What is required:
Please quote only the lines that start at the one with "Mark every instance of the bare" and go on to the last line of the data, both ends kept.

Stored items from a collection
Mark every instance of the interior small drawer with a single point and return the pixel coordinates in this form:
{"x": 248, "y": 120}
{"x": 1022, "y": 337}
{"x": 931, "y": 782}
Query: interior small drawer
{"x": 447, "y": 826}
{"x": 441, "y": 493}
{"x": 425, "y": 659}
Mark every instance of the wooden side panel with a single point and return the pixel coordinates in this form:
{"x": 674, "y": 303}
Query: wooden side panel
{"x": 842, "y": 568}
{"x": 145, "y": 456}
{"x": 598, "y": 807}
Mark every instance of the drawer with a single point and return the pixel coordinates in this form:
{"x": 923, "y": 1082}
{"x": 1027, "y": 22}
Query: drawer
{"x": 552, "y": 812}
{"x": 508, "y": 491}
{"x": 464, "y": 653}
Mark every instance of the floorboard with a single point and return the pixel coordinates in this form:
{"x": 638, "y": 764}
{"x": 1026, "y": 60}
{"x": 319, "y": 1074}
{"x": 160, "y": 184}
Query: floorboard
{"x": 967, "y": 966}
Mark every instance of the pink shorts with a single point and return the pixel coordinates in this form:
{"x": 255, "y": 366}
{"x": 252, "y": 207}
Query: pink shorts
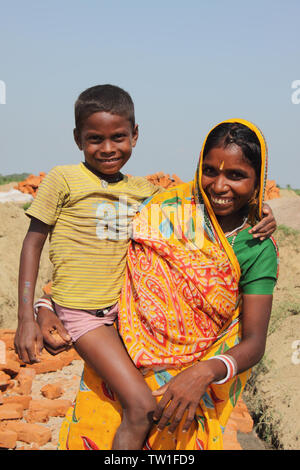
{"x": 78, "y": 322}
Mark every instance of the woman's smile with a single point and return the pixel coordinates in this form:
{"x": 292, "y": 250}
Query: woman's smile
{"x": 228, "y": 180}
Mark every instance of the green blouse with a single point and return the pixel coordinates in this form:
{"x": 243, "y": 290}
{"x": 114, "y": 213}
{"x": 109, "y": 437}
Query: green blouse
{"x": 258, "y": 262}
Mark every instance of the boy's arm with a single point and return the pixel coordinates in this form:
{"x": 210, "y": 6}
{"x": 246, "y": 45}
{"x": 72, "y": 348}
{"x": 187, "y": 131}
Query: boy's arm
{"x": 28, "y": 338}
{"x": 266, "y": 226}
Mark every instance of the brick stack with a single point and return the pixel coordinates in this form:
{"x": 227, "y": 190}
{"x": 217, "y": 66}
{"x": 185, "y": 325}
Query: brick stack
{"x": 24, "y": 418}
{"x": 30, "y": 184}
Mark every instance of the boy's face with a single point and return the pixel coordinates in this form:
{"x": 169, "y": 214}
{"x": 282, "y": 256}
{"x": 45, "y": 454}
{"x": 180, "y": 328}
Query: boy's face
{"x": 106, "y": 141}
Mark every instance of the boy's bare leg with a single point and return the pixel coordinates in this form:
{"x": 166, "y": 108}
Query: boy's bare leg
{"x": 103, "y": 350}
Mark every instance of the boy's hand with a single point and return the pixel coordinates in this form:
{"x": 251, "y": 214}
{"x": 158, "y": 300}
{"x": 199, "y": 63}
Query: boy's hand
{"x": 28, "y": 341}
{"x": 56, "y": 339}
{"x": 266, "y": 226}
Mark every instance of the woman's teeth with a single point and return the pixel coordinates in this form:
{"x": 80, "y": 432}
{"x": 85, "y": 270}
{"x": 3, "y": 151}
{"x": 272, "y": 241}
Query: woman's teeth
{"x": 220, "y": 201}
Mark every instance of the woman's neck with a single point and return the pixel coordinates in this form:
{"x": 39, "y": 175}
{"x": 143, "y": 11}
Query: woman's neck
{"x": 230, "y": 222}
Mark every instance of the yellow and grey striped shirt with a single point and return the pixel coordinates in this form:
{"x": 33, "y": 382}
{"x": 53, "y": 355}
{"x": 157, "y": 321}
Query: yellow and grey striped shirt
{"x": 90, "y": 232}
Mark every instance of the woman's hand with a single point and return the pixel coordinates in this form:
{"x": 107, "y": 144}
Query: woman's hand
{"x": 183, "y": 393}
{"x": 28, "y": 341}
{"x": 56, "y": 338}
{"x": 266, "y": 226}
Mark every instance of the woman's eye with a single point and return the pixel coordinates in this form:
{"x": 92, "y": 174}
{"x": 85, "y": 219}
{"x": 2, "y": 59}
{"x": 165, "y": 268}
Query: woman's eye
{"x": 235, "y": 175}
{"x": 118, "y": 137}
{"x": 94, "y": 138}
{"x": 208, "y": 171}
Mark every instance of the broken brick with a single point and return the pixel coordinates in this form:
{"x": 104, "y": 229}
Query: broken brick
{"x": 11, "y": 411}
{"x": 52, "y": 391}
{"x": 8, "y": 439}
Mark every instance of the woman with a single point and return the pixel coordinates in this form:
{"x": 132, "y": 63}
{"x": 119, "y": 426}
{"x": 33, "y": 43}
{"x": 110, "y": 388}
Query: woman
{"x": 180, "y": 309}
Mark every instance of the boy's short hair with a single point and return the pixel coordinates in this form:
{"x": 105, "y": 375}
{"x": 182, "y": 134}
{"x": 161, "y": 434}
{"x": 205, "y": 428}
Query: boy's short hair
{"x": 103, "y": 98}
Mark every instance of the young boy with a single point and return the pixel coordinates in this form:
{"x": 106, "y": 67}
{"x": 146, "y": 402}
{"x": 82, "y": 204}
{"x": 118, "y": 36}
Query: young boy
{"x": 87, "y": 209}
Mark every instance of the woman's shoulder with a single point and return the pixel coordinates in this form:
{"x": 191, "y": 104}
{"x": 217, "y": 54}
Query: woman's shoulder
{"x": 258, "y": 259}
{"x": 245, "y": 240}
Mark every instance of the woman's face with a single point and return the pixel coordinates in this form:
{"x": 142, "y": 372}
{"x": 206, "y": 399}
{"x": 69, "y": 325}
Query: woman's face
{"x": 228, "y": 179}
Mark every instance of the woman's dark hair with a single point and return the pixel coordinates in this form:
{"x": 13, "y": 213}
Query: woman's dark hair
{"x": 229, "y": 133}
{"x": 103, "y": 98}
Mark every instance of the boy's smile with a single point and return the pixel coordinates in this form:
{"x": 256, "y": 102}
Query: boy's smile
{"x": 106, "y": 140}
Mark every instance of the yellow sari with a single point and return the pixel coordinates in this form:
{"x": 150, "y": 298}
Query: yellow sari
{"x": 179, "y": 304}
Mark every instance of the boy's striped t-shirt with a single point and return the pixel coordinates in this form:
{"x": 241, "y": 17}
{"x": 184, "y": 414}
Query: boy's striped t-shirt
{"x": 90, "y": 232}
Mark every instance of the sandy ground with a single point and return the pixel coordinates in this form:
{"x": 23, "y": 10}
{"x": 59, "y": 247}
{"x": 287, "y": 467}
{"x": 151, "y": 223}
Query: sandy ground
{"x": 276, "y": 389}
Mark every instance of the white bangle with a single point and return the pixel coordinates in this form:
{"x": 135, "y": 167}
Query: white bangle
{"x": 230, "y": 364}
{"x": 42, "y": 303}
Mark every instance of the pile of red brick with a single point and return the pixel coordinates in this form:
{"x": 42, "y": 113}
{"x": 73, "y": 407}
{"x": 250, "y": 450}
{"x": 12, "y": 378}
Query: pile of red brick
{"x": 31, "y": 184}
{"x": 23, "y": 418}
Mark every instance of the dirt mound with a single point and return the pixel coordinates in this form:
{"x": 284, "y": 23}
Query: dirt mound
{"x": 13, "y": 228}
{"x": 286, "y": 210}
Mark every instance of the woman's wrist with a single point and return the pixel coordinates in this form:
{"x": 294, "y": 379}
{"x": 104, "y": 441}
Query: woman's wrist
{"x": 218, "y": 369}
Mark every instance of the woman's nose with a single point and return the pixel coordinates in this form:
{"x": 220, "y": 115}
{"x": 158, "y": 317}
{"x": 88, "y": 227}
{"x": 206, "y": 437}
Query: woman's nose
{"x": 220, "y": 184}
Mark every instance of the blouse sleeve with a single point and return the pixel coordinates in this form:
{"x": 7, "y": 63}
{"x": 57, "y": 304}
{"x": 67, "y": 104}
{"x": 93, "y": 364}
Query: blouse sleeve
{"x": 260, "y": 272}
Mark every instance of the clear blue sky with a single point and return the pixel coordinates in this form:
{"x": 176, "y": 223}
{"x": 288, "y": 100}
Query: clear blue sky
{"x": 187, "y": 65}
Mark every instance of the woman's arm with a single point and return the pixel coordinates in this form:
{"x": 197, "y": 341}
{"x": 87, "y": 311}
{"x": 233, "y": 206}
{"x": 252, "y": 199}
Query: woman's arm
{"x": 266, "y": 226}
{"x": 28, "y": 338}
{"x": 184, "y": 391}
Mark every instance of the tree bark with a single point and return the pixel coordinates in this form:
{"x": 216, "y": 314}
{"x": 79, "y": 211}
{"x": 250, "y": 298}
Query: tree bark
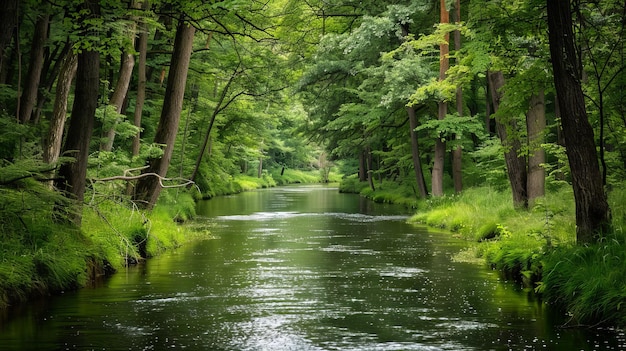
{"x": 515, "y": 162}
{"x": 415, "y": 153}
{"x": 593, "y": 218}
{"x": 457, "y": 153}
{"x": 72, "y": 175}
{"x": 142, "y": 48}
{"x": 28, "y": 100}
{"x": 54, "y": 139}
{"x": 8, "y": 20}
{"x": 148, "y": 188}
{"x": 121, "y": 88}
{"x": 440, "y": 145}
{"x": 362, "y": 166}
{"x": 118, "y": 97}
{"x": 536, "y": 125}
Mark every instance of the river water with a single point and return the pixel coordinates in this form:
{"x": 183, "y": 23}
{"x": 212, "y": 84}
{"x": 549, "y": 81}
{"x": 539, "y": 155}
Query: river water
{"x": 301, "y": 268}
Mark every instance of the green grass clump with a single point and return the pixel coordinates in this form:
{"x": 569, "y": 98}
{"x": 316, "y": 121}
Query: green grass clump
{"x": 588, "y": 282}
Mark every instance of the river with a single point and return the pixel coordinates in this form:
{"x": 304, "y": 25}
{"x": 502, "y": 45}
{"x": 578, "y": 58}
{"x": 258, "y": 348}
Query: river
{"x": 302, "y": 268}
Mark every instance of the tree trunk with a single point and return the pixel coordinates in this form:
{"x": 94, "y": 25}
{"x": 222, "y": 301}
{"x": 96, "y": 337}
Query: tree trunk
{"x": 362, "y": 167}
{"x": 142, "y": 48}
{"x": 457, "y": 153}
{"x": 148, "y": 188}
{"x": 415, "y": 153}
{"x": 440, "y": 145}
{"x": 369, "y": 166}
{"x": 28, "y": 100}
{"x": 52, "y": 147}
{"x": 72, "y": 175}
{"x": 536, "y": 125}
{"x": 121, "y": 88}
{"x": 118, "y": 97}
{"x": 219, "y": 107}
{"x": 8, "y": 20}
{"x": 515, "y": 162}
{"x": 593, "y": 219}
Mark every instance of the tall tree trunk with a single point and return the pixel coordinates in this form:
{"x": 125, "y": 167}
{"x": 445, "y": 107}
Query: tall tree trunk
{"x": 142, "y": 48}
{"x": 369, "y": 166}
{"x": 8, "y": 20}
{"x": 121, "y": 88}
{"x": 536, "y": 125}
{"x": 72, "y": 175}
{"x": 219, "y": 107}
{"x": 440, "y": 145}
{"x": 515, "y": 162}
{"x": 52, "y": 145}
{"x": 457, "y": 153}
{"x": 593, "y": 218}
{"x": 415, "y": 153}
{"x": 28, "y": 100}
{"x": 362, "y": 166}
{"x": 118, "y": 97}
{"x": 149, "y": 187}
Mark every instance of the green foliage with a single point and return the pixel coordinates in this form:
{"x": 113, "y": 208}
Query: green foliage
{"x": 588, "y": 281}
{"x": 453, "y": 125}
{"x": 294, "y": 176}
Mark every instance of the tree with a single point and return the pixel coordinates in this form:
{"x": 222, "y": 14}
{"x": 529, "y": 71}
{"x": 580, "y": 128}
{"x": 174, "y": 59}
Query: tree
{"x": 440, "y": 145}
{"x": 457, "y": 153}
{"x": 28, "y": 100}
{"x": 73, "y": 175}
{"x": 593, "y": 219}
{"x": 52, "y": 145}
{"x": 535, "y": 126}
{"x": 149, "y": 187}
{"x": 514, "y": 159}
{"x": 8, "y": 20}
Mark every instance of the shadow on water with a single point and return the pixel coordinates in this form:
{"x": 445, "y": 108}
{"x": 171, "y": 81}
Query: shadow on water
{"x": 302, "y": 268}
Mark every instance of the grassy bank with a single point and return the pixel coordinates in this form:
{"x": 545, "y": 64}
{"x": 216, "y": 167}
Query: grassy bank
{"x": 40, "y": 255}
{"x": 535, "y": 247}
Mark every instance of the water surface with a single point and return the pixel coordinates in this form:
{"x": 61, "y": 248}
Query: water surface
{"x": 302, "y": 268}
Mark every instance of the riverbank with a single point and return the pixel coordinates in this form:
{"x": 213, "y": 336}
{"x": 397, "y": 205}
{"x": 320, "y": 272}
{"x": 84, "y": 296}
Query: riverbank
{"x": 40, "y": 255}
{"x": 535, "y": 247}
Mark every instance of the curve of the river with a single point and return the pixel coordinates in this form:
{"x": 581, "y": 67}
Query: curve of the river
{"x": 302, "y": 268}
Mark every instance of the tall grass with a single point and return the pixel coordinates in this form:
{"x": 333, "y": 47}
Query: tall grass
{"x": 41, "y": 255}
{"x": 589, "y": 281}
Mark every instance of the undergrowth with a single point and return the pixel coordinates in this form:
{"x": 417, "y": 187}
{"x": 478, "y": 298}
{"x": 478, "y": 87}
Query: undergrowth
{"x": 536, "y": 247}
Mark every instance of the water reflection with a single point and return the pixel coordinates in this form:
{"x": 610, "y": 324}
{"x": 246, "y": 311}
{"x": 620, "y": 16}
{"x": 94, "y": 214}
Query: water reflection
{"x": 301, "y": 269}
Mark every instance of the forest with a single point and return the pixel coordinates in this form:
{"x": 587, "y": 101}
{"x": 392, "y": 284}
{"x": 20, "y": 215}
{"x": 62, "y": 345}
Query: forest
{"x": 501, "y": 121}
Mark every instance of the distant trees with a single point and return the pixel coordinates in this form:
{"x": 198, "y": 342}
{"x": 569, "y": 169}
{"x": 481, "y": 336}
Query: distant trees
{"x": 256, "y": 85}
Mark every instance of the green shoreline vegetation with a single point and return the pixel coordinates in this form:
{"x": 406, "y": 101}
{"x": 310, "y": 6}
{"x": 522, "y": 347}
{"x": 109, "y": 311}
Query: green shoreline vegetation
{"x": 535, "y": 247}
{"x": 41, "y": 255}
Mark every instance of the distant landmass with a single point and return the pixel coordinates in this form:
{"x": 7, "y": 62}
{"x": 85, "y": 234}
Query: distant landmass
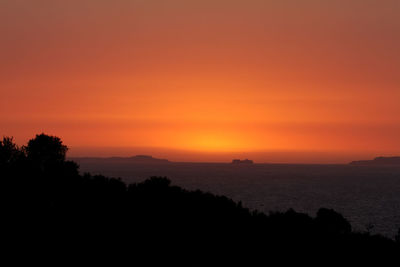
{"x": 379, "y": 161}
{"x": 134, "y": 159}
{"x": 245, "y": 161}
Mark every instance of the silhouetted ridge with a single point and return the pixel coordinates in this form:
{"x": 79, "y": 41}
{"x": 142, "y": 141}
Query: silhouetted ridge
{"x": 51, "y": 210}
{"x": 138, "y": 159}
{"x": 239, "y": 161}
{"x": 379, "y": 161}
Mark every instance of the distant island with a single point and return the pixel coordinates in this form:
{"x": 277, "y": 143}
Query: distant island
{"x": 379, "y": 161}
{"x": 134, "y": 159}
{"x": 245, "y": 161}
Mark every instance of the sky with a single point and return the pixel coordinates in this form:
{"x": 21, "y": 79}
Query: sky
{"x": 277, "y": 81}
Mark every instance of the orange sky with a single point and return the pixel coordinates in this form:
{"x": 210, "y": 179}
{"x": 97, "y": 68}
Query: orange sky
{"x": 275, "y": 80}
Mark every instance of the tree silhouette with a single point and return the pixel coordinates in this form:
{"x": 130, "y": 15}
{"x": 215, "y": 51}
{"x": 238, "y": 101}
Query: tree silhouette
{"x": 9, "y": 151}
{"x": 59, "y": 206}
{"x": 46, "y": 150}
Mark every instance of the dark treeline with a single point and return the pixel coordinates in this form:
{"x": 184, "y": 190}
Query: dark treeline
{"x": 51, "y": 211}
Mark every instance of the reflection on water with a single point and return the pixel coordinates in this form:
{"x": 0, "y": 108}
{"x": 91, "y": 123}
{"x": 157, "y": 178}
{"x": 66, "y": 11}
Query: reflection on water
{"x": 364, "y": 195}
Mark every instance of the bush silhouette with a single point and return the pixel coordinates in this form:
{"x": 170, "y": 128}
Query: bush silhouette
{"x": 102, "y": 216}
{"x": 44, "y": 149}
{"x": 9, "y": 152}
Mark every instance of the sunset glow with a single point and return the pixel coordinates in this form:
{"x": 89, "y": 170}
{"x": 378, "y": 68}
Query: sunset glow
{"x": 204, "y": 76}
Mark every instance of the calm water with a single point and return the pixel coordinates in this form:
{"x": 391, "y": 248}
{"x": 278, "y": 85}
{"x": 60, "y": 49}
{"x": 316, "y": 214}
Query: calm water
{"x": 364, "y": 195}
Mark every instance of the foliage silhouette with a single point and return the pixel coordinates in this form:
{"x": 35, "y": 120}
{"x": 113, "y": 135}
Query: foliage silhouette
{"x": 48, "y": 202}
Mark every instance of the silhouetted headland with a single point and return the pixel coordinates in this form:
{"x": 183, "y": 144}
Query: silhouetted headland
{"x": 379, "y": 161}
{"x": 50, "y": 210}
{"x": 239, "y": 161}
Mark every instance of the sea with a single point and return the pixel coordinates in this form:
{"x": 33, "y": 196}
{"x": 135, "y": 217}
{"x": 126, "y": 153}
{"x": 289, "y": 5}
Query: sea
{"x": 367, "y": 196}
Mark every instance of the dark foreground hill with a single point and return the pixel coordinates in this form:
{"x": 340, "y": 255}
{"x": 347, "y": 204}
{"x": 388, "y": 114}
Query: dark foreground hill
{"x": 379, "y": 161}
{"x": 52, "y": 212}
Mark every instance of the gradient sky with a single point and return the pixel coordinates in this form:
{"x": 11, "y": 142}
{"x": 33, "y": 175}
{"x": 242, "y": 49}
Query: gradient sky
{"x": 210, "y": 77}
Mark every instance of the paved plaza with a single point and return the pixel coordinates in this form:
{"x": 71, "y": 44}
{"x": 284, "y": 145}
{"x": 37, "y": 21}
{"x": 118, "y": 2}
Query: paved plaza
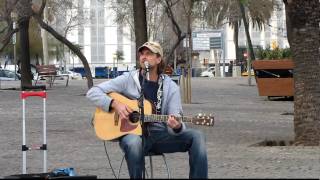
{"x": 243, "y": 119}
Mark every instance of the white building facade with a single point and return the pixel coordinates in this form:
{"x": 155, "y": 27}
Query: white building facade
{"x": 101, "y": 37}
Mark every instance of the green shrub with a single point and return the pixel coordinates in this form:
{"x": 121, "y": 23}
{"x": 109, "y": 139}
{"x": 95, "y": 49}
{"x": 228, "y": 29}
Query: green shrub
{"x": 276, "y": 53}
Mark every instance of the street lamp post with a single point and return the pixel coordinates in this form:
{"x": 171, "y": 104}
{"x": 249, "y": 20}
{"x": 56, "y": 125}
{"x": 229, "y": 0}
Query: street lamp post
{"x": 114, "y": 65}
{"x": 14, "y": 17}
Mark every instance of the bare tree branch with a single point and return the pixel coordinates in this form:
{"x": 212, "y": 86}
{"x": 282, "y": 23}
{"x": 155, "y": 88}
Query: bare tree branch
{"x": 5, "y": 41}
{"x": 73, "y": 48}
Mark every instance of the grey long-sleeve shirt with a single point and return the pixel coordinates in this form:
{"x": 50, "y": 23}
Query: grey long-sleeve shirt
{"x": 129, "y": 86}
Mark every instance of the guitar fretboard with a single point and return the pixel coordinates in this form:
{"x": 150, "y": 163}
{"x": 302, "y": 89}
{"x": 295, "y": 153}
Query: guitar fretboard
{"x": 164, "y": 118}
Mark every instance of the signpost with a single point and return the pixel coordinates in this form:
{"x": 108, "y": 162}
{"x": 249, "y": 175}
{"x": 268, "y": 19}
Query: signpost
{"x": 210, "y": 41}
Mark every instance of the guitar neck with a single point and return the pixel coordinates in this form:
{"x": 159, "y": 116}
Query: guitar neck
{"x": 164, "y": 118}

Complete answer:
Mark every instance of the bare tree branch with a single point and return the pixel coordinates in this form:
{"x": 212, "y": 86}
{"x": 282, "y": 23}
{"x": 155, "y": 88}
Query: bare tree branch
{"x": 5, "y": 41}
{"x": 73, "y": 48}
Mark every instance of the grey long-sleeve shirt with a single point and return the pixel coordinates in this form:
{"x": 50, "y": 23}
Query: grey long-sleeve shirt
{"x": 129, "y": 86}
Mark every instance of the guitar fretboard with a single point and return the pixel coordinates in this form:
{"x": 150, "y": 163}
{"x": 302, "y": 89}
{"x": 295, "y": 153}
Query: guitar fretboard
{"x": 164, "y": 118}
Mark every instance of the signpost with a single point and return the pixel coordinates in this form:
{"x": 108, "y": 162}
{"x": 249, "y": 175}
{"x": 268, "y": 19}
Query: signpost
{"x": 210, "y": 41}
Mark every instance of the guitar neck with a single point and return the pixel coordinates in this form:
{"x": 159, "y": 116}
Query: guitar neck
{"x": 164, "y": 118}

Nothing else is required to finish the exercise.